Dekra-Unfallforschung

Reifenprofiltiefe vs. Sicherheit – ab wann’s wirklich gefährlich wird

Dass die Performance von Reifen mit abnehmendem Profil leidet, dürfte jedem klar sein. Wie krass der Leistungsabfall jedoch tatsächlich ist und warum die Mindestprofiltiefe eigentlich nicht ausreicht, zeigen Tests der Dekra-Unfallforschung. Bild: ZDK/ProMotor
Dieser Beitrag ist Teil des Spezials: Rad & Reifen.

Ab welcher Profiltiefe der Grip von Reifen spürbar nachlässt, darüber herrscht bei Reifenherstellern kein Konsens. Neueste Versuchsreihen geben Orientierung und zeigen, dass die Performance der Pneus schon deutlich vor der gesetzlichen Vorgabe von 1,6 mm nachlässt.

Um den Einfluss der Profiltiefe auf das unfallrelevante Fahrverhalten eines Pkw mit Zahlen untermauern zu können, haben die Experten der Dekra Unfallforschung neue Reifensätze namhafter Hersteller in zwei Größen bei einem Runderneuerer maschinell abrauen, also die Profiltiefe reduzieren lassen. Damit waren verschiedene Versuchsreihen mit Profiltiefen von 7 – 8 mm (Neuzustand), 4 – 5 mm und 2 – 3 mm möglich.

Bremsverhalten

Für die Verzögerungseigenschaften wurde ein Pkw mit den Reifensätzen jeweils aus 100 km/h auf nasser und auf trockener Fahrbahn (ABS-Bremsung nach DIN 70028) voll abgebremst. Auf nassem Asphalt stellten die Tester beim Vergleich der niedrigsten Profiltiefe mit dem Neuzustand einen Bremswegzuwachs von 16 bis 18 Prozent fest. Was das im Ernstfall bedeutet, erläutert Peter Rücker, Leiter der Dekra Unfallforschung und Unfallanalytik: „An der Stelle, an der man mit neuwertigen Reifen zum Stehen kommt, hat das Fahrzeug mit 2 bis 3 mm Profiltiefe noch eine Restgeschwindigkeit von rund 30 km/h.“ Prallt man damit beispielsweise gegen das Heck eines Lkw, sind schwere Verletzungen möglich. Bei einer Kollision mit einem Radfahrer sind für diesen schwerste, schlimmstenfalls tödliche Verletzungen wahrscheinlich.

::::::::

_Zu lösende Aufgaben_:
1/ Schreibe aus dem Beitrag über die Reifenprofiltiefe die Stelle ab, die mit „Reifenprofiltiefe vs. Sicherheit“ beginnt und sich bis „Rad & Reifen.“ erstreckt.
2/ Prüfe anhand des Beitrags über die Reifenprofiltiefe, ob die folgenden Aussagen zutreffen. Antworte jeweils mit Ja oder Nein und zitiere die entscheidenden Worte wörtlich.
(a) Die Profiltiefe der neuen Reifensätze wurde bei einem Runderneuerer maschinell verringert.
(b) Auf nassem Asphalt verlängerte sich der Bremsweg bei der niedrigsten Profiltiefe um 25 Prozent gegenüber dem Neuzustand.
(c) Für die Bremsversuche wurde der Pkw jeweils aus 100 km/h voll abgebremst.
3/ Führe den Beitrag über die Reifenprofiltiefe im Anschluss an seinen letzten Satz weiter.

(Auszug aus einem Datensatz)
::::::::

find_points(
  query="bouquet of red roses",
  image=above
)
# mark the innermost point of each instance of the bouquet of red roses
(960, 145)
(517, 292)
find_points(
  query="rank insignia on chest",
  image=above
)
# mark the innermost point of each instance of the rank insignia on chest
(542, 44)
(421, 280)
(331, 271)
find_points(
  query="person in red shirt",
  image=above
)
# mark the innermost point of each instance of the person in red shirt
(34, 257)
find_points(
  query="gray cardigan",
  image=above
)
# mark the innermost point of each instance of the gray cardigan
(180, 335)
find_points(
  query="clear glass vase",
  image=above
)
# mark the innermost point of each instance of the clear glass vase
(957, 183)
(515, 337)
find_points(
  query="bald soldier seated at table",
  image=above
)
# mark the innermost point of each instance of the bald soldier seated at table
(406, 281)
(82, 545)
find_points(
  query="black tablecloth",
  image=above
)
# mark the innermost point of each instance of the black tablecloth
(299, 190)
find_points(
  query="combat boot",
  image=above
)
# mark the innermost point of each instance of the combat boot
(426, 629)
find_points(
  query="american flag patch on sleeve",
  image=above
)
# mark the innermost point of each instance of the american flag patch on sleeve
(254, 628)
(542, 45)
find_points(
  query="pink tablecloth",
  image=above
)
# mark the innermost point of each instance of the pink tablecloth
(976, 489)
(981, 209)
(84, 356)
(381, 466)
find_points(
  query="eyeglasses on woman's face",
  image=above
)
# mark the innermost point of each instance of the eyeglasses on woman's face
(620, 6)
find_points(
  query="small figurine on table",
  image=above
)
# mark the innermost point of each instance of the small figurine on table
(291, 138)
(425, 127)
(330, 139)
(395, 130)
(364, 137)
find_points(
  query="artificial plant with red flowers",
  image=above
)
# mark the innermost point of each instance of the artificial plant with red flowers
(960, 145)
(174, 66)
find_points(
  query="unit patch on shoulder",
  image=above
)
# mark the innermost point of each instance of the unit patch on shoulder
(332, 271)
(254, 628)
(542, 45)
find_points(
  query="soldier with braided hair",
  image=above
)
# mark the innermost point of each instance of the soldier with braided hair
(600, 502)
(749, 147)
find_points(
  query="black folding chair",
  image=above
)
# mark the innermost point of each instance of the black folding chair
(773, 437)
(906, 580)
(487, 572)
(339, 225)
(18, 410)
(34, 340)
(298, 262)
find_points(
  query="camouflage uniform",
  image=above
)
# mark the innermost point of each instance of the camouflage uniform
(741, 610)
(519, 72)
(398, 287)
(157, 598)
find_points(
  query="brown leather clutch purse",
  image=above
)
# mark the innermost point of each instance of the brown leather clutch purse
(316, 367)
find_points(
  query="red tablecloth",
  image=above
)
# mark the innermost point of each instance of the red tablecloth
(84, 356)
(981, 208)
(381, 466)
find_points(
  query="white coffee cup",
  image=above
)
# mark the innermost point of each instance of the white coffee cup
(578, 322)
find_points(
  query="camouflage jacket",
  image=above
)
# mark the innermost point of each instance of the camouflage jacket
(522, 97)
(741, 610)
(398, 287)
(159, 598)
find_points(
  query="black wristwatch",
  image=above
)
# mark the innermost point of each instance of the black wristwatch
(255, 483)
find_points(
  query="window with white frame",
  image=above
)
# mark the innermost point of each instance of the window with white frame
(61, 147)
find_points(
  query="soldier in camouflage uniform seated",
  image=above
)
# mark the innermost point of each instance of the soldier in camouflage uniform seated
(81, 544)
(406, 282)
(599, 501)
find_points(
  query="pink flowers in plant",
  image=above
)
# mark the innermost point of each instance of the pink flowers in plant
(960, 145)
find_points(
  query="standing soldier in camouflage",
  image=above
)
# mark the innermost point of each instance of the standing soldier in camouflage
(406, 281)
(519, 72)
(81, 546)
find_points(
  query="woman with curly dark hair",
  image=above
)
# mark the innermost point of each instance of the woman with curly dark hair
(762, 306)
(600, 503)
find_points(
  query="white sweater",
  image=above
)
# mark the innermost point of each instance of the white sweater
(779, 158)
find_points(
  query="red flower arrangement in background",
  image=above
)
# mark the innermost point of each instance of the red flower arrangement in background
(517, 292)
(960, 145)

::::::::

_Lösungen der Aufgaben_:
1/
Reifenprofiltiefe vs. Sicherheit – ab wann’s wirklich gefährlich wird

Dass die Performance von Reifen mit abnehmendem Profil leidet, dürfte jedem klar sein. Wie krass der Leistungsabfall jedoch tatsächlich ist und warum die Mindestprofiltiefe eigentlich nicht ausreicht, zeigen Tests der Dekra-Unfallforschung. Bild: ZDK/ProMotor
Dieser Beitrag ist Teil des Spezials: Rad & Reifen.

2/
(a) Ja: „neue Reifensätze namhafter Hersteller in zwei Größen bei einem Runderneuerer maschinell abrauen, also die Profiltiefe reduzieren lassen“
(b) Nein: „einen Bremswegzuwachs von 16 bis 18 Prozent“
(c) Ja: „jeweils aus 100 km/h auf nasser und auf trockener Fahrbahn (ABS-Bremsung nach DIN 70028) voll abgebremst“

3/
Die Versuchswerte mit den abgerauten Reifen auf trockener Fahrbahn zeigten zwar ebenfalls einen verlängerten Bremsweg, allerdings nur um 2,4 bis 8,5 Prozent.

Kurvengrenzgeschwindigkeit

Die zweite Versuchsreihe war eine stationäre Kreisfahrt nach ISO 4138. Dabei beschleunigt ein Testfahrer den Pkw in einem festen Kurvenradius nach und nach, bis die Querkraftübertragung in den Grenzbereich kommt und das Fahrzeug ausbricht – also bis zur Kurvengrenzgeschwindigkeit. Dabei machte die Profiltiefe auf trockener Fahrbahn nur einen geringen Unterschied. Bei Nässe hingegen lag die Kurvengrenzgeschwindigkeit laut Angaben mit 2 bis 3 mm Profiltiefe zwischen 10 und 18 Prozent niedriger als mit den Neureifen. Demnach gerät das Fahrzeug schon bei viel niedrigeren Geschwindigkeiten in einen instabilen Fahrzustand.

Elchtest

Die dritte Versuchsreihe, der doppelte Fahrspurwechsel (nach ISO 3888-1), auch bekannt als „Elchtest“, diente dazu, die vorherigen Tests zu untermauern. Es wurde bestätigt, dass mit abnehmendem Profil insbesondere bei Nässe aufgrund der geringeren Kraftübertragung leichter kritische Situationen entstehen können – auch, weil das Stabilitätsprogramm ESP bei Nässe und geringem Profil weniger effektiv eingreifen kann.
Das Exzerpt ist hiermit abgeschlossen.